*** Data to examine ***

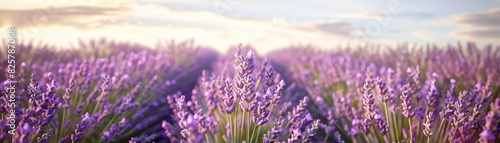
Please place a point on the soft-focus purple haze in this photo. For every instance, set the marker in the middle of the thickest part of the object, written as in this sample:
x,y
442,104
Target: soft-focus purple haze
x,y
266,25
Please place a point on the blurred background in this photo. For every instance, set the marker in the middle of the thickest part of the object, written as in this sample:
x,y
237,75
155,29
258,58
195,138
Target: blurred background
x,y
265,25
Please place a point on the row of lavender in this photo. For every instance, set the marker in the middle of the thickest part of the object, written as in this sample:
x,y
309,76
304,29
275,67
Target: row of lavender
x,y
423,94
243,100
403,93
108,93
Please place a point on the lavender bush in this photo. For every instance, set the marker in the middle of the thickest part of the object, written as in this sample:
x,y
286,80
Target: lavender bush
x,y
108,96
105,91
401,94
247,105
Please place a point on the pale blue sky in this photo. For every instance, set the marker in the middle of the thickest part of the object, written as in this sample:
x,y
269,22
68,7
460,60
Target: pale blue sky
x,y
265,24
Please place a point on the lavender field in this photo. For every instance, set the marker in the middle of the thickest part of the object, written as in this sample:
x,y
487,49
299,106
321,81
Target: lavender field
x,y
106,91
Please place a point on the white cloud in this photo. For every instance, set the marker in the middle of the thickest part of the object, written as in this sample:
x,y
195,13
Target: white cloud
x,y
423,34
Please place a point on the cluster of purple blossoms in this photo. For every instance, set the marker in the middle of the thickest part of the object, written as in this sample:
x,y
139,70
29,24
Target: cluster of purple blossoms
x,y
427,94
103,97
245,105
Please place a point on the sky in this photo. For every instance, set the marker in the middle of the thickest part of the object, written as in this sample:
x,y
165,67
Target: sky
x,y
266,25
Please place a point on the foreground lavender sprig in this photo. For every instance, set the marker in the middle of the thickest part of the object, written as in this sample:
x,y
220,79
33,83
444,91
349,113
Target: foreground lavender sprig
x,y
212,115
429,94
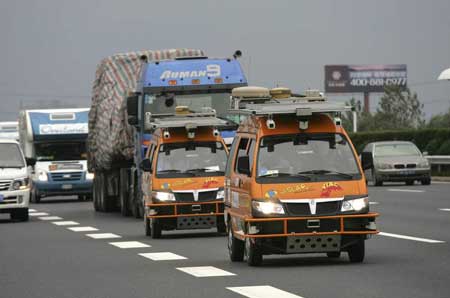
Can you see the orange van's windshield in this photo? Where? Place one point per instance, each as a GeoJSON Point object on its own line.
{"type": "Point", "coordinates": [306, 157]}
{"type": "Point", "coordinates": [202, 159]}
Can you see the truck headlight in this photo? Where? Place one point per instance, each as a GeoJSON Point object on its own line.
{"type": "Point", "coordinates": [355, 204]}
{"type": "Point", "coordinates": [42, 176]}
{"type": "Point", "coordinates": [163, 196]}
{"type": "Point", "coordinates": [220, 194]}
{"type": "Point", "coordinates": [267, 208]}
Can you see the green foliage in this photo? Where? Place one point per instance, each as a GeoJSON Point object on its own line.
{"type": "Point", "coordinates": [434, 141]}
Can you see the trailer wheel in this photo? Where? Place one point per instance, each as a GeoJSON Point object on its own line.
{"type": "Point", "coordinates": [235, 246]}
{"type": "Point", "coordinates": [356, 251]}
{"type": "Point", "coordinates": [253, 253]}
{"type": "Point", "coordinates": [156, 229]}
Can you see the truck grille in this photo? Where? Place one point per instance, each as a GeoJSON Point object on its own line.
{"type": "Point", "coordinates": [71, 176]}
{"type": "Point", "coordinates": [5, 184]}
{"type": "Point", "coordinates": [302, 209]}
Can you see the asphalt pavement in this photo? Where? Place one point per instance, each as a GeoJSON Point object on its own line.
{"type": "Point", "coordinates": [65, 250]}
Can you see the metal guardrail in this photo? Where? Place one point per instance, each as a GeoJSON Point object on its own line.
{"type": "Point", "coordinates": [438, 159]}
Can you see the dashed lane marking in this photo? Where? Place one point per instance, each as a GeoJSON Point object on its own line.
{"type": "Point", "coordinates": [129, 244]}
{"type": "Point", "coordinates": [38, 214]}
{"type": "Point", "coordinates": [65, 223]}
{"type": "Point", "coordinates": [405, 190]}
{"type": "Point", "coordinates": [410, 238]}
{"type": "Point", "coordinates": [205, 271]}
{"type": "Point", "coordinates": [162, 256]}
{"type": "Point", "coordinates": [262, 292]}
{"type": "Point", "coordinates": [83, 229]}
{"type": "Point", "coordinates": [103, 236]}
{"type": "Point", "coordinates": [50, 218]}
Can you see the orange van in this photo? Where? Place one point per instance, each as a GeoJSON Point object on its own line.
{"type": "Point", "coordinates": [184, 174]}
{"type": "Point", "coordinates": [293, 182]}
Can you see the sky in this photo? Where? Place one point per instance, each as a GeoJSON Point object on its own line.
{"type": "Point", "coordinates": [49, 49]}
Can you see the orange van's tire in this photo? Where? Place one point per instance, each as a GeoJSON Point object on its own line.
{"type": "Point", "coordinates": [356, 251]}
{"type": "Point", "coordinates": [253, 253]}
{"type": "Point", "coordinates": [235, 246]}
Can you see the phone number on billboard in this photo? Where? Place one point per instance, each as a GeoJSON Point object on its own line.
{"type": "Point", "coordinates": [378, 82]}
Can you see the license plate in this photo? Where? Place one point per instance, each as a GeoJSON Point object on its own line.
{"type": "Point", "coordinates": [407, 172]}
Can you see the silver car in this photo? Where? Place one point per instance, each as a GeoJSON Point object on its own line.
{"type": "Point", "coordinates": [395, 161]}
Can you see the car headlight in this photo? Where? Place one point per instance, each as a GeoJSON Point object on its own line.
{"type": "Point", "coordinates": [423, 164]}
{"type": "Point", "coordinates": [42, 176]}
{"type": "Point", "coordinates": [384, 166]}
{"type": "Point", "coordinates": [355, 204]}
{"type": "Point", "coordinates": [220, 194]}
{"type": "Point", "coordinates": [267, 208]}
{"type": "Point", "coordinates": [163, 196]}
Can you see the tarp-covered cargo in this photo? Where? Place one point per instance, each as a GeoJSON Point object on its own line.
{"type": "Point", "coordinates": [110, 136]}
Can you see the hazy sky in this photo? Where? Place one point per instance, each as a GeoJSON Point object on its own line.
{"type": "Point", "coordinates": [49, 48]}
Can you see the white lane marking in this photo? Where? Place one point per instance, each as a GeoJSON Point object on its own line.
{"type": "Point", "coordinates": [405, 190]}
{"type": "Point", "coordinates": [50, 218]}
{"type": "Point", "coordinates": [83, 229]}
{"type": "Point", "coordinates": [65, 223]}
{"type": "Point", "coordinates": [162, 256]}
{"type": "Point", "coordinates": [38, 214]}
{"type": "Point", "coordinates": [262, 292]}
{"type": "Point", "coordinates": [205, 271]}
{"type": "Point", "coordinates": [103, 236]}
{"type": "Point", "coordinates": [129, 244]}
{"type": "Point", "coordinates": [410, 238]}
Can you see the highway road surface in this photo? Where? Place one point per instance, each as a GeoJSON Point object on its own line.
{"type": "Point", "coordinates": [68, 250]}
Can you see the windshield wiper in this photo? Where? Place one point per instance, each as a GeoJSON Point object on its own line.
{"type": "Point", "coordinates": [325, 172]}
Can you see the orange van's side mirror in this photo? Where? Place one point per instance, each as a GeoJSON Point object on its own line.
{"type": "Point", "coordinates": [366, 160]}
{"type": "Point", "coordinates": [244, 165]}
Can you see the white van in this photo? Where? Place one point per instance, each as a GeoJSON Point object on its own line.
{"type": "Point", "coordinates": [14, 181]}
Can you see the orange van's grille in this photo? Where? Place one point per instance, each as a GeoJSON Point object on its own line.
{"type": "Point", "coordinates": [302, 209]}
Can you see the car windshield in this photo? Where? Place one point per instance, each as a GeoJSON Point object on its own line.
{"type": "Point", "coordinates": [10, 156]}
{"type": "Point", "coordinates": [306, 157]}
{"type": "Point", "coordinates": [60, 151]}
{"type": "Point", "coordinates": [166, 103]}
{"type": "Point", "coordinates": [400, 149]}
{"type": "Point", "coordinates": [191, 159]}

*** End of Data to examine ***
*** Data to examine ***

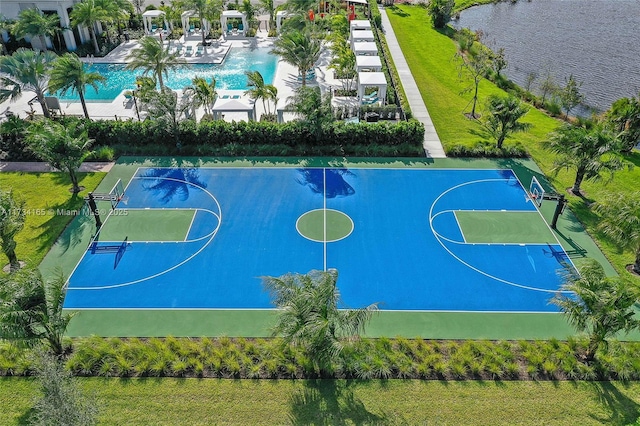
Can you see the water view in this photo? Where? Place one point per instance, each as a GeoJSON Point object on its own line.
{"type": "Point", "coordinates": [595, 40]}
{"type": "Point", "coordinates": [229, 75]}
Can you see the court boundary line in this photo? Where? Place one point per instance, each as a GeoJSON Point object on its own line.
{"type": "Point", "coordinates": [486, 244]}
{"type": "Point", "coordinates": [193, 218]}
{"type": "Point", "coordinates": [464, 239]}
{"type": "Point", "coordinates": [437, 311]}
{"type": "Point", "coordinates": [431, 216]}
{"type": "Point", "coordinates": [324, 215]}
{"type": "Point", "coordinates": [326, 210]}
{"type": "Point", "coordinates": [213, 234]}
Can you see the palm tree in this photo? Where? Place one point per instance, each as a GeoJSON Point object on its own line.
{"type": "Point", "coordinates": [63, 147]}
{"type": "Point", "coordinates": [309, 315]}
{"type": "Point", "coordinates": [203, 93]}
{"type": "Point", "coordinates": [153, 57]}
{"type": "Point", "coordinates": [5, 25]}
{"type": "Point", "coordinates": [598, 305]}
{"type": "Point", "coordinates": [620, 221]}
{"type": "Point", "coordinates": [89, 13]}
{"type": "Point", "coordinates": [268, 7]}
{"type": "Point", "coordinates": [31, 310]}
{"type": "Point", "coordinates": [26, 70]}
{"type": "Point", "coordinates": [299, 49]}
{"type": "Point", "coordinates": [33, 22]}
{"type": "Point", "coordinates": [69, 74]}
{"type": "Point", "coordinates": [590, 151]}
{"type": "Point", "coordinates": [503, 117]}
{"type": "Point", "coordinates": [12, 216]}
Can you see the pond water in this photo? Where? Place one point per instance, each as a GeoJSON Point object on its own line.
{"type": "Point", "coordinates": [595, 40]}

*** End of Data to examine ***
*** Data to examine ***

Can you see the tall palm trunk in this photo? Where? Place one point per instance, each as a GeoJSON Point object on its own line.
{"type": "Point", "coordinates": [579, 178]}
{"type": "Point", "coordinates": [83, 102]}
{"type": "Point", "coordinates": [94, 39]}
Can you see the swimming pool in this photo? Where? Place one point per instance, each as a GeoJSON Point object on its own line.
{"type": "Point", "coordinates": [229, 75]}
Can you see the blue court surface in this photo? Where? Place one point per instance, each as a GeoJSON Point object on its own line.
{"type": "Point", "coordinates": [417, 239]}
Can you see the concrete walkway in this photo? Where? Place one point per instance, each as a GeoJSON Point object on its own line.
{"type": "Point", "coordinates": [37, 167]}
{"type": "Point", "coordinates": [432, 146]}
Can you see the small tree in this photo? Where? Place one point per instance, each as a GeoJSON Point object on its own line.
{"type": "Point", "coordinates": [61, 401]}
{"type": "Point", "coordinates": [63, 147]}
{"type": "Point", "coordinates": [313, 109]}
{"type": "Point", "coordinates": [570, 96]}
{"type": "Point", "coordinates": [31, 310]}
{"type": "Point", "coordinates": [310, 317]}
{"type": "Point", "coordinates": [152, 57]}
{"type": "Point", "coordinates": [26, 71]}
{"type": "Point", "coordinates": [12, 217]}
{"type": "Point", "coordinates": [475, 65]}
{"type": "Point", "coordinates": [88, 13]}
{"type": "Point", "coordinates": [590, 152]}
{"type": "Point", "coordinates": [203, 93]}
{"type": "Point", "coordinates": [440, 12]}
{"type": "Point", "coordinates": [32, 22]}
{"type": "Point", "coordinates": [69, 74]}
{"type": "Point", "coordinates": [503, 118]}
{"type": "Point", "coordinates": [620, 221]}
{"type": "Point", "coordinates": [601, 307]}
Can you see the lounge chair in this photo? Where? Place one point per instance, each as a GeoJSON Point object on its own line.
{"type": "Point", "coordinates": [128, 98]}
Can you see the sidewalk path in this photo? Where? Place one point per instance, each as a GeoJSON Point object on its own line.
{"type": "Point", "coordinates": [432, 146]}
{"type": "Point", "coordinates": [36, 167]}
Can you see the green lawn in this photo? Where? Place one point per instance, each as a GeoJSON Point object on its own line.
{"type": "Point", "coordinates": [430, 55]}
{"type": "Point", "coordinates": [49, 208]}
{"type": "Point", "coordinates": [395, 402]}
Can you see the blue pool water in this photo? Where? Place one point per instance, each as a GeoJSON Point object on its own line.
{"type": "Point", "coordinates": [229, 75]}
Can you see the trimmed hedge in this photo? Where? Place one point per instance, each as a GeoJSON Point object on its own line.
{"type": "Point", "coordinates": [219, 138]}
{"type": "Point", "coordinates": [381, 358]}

*** End of Data to examine ***

**Task to complete**: Only the lines with the string "middle" are wanted; pick them out of the records above and copy them.

**Solution to this problem**:
Please place a point on the soft-focus purple haze in this photo. For every instance, set the marker in the middle of the thickest part of the object, written as in this sample:
Please place a point on the blurred background in this photo. For every instance, set the marker in the middle of the thickest part of the object, written as in this sample:
Please place a point on the row of lavender in this photo. For every instance, set the marker in the middle of the thickest part of the object, written as in this sample:
Please place a point on the lavender bush in this photo. For every instance, set the marker in the middle of the thickest part of the object, written as in this sample:
Please place a point on the pale blue sky in this photo. For every instance, set the marker in the middle of the thickest part of the object, written as in this sample:
Please place a point on the lavender field in this photo. For every instance, set the marker in the middle of the thickest part of the object, written as in this sample:
Please place a point on the white cloud in this photo. For every instance, set the marker in the middle of the thickest part of the object, written as in this sample:
Please place a point on the cluster of purple blossoms in this photo. For every instance, set the marker in the middle of the thickest part of the object, written as in this sample:
Please place a point on the sky in this photo. For every instance, set the marker in the middle of the thickest part of the object, written as in this sample:
Please place a point on the foreground lavender sprig in this photo. For every instance, set the marker in the middle of the thickest part of the object, written as in this sample:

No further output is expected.